_Passage_.

******************************

When we want to initialize

To use a different host, type in: ssh hostname in terminal. Par exemple: ssh newton .

To make data cubes using the gbtgridder, we don't need to follow any of the instructions on GitHub, since it has already been installed for us. The command would look different depending on if we are gridding a single file or multiple files.

Let's say we want to grid the merged fits files for AGBT22B_234_02_pol_0 only. Go to the terminal and type:

gbtgridder -o merged_cube_1 -a 20 AGBT22B_234_02_pol_0_merged_Bank_E.fits

The name after -o indicates our desired file name, and -a indicates the command to grid over average channels, since gridding over individual channels would yield very minimal width. After gridding has been done, type:

ls file_name_cube.fits

and it will show you the file in the directory (this is just to verify that gridding has been done properly)

If instead, we want to grid multiple files with the same extension, we can type in:

gbtgridder -o desiredfilename -a 20 *pol_0*cal_scan_*_bank_E.fits

This will grid all the polarization 0 scans in Bank E.

Let's say we want to view the "size" of our fits file inside the DriftScan directory. To do so, we type: du -hs *.fits

To exit from a terminal editor, type: colon+q and then "enter".

To open a png file, type in: xdg-open image.png

When opening a fits cube on DS9, type in: ds9 file_name_cube.fits

Setting up a virtual environment

You can use the virtual environment in /home/scratch/psalas/projects/DriftScan/py3.11 if you like.

We want to avoid using the system wide Python installation as this one is not meant to be modified. For this we will use our own Python installation in a virtual environment. To create a virtual environment and install some packages you can use:

~gbosdd/pythonversions/3.11/bin/python -m venv py3.11
source py3.11/bin/activate # This will "activate" the virtual environment. After this your shell prompt should have a (py3.11) at the start of the line (if not something might be wrong).
python -m pip install --upgrade pip # This will upgrade the package installer for Python.
python -m pip install wheel build setuptools # These are useful for installing other packages.
python -m pip install astropy numpy matplotlib pandas fitsio # Core working components.

******************************

_Data provided_.

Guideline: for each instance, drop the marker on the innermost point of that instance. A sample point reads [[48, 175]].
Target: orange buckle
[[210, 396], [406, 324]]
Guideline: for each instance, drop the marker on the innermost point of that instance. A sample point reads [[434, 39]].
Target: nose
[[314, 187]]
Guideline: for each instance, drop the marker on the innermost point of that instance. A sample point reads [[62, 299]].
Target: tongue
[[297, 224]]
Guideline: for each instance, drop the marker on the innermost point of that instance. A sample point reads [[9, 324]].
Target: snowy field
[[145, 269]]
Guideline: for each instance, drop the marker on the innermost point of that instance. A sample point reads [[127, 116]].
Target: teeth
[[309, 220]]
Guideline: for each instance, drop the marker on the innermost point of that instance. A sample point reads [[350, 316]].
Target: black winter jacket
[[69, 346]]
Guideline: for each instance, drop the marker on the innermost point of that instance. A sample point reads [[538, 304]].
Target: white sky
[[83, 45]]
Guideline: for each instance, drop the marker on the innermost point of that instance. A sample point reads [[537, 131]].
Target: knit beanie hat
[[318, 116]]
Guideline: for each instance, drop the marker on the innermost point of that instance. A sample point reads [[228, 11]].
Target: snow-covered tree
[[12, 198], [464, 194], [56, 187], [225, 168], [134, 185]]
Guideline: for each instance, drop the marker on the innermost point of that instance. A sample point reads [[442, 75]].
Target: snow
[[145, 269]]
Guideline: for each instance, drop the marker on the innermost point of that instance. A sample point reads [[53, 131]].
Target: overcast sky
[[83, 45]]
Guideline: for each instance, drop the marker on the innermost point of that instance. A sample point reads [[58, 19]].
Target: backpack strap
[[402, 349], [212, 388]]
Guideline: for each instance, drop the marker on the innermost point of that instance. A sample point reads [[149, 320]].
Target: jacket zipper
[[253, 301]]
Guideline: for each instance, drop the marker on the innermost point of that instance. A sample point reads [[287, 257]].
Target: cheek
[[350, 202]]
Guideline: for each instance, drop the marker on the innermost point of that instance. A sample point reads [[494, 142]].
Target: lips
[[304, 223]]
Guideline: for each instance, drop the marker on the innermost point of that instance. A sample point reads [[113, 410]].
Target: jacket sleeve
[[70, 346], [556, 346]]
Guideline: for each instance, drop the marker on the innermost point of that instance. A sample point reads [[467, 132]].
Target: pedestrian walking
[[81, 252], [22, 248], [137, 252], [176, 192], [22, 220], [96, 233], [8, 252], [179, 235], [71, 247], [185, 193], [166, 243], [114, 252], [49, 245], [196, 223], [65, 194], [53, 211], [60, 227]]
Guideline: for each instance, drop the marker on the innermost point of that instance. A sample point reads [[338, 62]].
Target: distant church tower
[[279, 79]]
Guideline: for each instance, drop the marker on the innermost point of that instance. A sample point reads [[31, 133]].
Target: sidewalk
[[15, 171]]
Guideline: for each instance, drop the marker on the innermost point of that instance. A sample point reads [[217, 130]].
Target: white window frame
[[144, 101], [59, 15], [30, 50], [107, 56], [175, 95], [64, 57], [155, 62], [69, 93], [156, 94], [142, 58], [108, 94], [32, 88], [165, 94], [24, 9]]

******************************

_Do this_. Retype the part of the gbtgridder notes word for word, starting with "To open a png" and going on through "might be wrong).".

_Result for this exercise_.
To open a png file, type in: xdg-open image.png

When opening a fits cube on DS9, type in: ds9 file_name_cube.fits

Setting up a virtual environment

You can use the virtual environment in /home/scratch/psalas/projects/DriftScan/py3.11 if you like.

We want to avoid using the system wide Python installation as this one is not meant to be modified. For this we will use our own Python installation in a virtual environment. To create a virtual environment and install some packages you can use:

~gbosdd/pythonversions/3.11/bin/python -m venv py3.11
source py3.11/bin/activate # This will "activate" the virtual environment. After this your shell prompt should have a (py3.11) at the start of the line (if not something might be wrong).